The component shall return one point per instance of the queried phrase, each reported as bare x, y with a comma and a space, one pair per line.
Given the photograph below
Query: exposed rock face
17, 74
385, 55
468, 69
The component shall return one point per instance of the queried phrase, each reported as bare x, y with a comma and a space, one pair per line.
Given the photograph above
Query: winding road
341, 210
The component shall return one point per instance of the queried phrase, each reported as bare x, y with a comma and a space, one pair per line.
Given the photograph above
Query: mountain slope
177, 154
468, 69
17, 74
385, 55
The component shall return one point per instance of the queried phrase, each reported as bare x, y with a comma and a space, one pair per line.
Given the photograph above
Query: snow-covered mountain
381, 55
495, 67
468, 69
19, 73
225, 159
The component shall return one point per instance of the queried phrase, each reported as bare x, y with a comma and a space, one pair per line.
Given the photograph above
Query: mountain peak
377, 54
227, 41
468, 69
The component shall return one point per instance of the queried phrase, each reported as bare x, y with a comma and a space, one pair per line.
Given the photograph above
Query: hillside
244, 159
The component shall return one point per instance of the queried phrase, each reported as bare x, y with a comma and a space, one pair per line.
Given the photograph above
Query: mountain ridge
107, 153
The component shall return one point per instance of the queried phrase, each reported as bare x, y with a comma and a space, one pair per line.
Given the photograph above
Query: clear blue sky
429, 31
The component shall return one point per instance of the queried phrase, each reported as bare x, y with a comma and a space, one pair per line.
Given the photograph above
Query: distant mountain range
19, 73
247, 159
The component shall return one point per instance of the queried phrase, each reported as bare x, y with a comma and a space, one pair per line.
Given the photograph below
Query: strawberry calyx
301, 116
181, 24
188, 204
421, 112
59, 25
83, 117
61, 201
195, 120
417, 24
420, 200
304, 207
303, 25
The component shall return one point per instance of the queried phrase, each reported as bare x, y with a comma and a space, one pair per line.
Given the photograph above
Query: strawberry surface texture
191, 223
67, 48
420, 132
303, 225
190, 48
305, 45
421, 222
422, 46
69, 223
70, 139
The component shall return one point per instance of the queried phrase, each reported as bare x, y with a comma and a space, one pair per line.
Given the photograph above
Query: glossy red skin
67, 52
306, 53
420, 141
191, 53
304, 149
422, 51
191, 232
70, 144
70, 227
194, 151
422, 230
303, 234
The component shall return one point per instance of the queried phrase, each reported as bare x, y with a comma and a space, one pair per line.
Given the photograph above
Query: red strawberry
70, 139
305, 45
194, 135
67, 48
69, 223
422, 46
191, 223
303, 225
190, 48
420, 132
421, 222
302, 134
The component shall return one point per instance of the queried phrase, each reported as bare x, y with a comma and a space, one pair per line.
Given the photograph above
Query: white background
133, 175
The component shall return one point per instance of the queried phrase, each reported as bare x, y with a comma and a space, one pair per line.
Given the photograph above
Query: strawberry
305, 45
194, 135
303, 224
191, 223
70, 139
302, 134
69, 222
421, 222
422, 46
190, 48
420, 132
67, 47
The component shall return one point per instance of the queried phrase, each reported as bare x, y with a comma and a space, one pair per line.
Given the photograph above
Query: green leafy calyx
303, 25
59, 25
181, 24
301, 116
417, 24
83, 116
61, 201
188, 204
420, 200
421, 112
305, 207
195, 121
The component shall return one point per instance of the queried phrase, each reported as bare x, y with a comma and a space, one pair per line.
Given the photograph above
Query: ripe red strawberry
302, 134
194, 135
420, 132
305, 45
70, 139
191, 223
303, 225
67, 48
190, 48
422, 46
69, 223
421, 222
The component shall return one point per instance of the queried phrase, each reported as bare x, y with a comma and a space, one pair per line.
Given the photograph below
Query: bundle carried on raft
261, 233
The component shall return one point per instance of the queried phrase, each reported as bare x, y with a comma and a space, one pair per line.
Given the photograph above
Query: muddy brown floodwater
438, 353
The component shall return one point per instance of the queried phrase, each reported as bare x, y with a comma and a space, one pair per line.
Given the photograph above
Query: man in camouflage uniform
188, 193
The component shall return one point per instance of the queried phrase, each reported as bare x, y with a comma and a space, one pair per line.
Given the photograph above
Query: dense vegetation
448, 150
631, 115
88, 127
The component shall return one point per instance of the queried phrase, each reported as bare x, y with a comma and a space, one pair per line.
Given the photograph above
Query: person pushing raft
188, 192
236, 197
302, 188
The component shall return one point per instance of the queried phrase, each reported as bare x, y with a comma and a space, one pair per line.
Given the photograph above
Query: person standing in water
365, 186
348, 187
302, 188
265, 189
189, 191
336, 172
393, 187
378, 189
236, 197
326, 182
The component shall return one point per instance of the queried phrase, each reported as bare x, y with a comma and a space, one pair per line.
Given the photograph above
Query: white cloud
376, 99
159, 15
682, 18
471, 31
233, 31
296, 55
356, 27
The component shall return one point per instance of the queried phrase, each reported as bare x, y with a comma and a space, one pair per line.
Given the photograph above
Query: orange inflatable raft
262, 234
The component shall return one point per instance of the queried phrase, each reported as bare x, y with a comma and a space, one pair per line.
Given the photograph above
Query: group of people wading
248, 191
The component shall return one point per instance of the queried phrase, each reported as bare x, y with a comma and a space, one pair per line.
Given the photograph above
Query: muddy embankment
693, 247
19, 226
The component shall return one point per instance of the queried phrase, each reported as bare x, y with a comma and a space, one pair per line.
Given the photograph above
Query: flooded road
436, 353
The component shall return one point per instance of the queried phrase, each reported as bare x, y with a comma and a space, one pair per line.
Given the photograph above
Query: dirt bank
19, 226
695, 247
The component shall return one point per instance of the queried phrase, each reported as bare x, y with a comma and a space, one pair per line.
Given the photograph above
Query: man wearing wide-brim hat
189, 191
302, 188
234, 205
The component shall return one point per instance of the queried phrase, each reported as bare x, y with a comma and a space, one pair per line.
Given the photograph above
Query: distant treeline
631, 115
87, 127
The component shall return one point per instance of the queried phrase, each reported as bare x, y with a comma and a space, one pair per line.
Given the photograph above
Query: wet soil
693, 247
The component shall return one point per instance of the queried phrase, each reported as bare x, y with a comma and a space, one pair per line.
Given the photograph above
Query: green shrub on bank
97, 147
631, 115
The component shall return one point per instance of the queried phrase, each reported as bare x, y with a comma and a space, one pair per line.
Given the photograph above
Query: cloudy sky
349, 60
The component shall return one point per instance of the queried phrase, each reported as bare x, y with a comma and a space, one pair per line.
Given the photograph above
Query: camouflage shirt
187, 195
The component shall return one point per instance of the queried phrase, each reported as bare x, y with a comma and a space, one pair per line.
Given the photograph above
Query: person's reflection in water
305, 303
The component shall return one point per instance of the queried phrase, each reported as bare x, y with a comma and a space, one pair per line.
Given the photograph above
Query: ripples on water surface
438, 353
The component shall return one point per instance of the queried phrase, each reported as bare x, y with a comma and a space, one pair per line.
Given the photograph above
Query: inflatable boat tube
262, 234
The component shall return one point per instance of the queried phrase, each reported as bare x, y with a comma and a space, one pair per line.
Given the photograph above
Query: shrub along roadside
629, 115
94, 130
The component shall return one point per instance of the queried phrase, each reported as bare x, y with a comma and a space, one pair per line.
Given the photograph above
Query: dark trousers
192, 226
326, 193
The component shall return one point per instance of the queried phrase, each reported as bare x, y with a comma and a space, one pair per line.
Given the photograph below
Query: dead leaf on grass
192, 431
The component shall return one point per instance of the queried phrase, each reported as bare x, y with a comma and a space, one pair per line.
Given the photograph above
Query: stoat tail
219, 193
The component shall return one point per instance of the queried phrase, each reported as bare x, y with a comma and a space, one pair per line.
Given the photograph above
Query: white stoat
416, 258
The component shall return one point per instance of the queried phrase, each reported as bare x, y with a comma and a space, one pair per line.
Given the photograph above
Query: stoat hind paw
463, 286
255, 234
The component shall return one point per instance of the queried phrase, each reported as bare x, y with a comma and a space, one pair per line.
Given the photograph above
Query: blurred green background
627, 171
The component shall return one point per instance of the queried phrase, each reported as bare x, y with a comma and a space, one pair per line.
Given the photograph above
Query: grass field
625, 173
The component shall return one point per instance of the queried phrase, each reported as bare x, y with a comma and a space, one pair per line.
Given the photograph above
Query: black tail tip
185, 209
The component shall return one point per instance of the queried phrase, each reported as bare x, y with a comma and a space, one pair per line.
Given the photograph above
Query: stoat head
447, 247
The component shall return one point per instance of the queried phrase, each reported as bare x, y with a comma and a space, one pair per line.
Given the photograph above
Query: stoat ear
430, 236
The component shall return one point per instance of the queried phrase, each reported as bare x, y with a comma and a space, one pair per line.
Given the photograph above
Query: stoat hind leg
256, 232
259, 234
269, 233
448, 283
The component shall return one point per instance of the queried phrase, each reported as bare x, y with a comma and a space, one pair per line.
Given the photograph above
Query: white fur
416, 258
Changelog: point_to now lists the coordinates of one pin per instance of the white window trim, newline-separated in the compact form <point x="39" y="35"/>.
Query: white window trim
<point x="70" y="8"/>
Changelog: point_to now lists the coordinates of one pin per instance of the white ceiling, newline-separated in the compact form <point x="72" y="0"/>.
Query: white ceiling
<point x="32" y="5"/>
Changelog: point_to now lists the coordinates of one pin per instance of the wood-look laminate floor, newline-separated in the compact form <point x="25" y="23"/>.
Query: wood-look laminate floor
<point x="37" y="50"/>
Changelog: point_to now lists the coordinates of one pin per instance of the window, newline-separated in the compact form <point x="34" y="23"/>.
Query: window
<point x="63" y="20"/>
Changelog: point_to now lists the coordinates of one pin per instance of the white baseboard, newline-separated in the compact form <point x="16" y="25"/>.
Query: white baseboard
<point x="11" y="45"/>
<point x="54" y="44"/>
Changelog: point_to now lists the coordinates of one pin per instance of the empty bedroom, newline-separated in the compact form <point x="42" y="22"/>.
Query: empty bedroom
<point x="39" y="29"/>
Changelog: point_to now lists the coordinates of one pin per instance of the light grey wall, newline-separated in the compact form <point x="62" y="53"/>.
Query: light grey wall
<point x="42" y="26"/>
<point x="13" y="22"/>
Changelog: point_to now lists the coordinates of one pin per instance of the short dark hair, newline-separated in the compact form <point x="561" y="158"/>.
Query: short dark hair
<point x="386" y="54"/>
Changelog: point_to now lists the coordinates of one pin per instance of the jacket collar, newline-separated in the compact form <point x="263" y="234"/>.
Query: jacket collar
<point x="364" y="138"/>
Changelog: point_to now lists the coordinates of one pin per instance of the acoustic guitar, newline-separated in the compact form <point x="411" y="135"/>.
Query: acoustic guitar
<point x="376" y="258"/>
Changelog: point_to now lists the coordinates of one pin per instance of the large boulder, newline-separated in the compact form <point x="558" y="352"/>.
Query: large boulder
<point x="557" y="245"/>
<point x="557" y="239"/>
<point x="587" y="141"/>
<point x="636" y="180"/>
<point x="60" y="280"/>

━━━━━━━━━━━━━━━━━━━━

Transcribe the records above from the line holding "Query: white baseboard" down to the line holding "of the empty", inclusive, without adding anything.

Written reply:
Query: white baseboard
<point x="11" y="45"/>
<point x="54" y="44"/>
Changelog: point_to now lists the coordinates of one pin per instance of the empty bedroom, newline-separated in the compact form <point x="42" y="22"/>.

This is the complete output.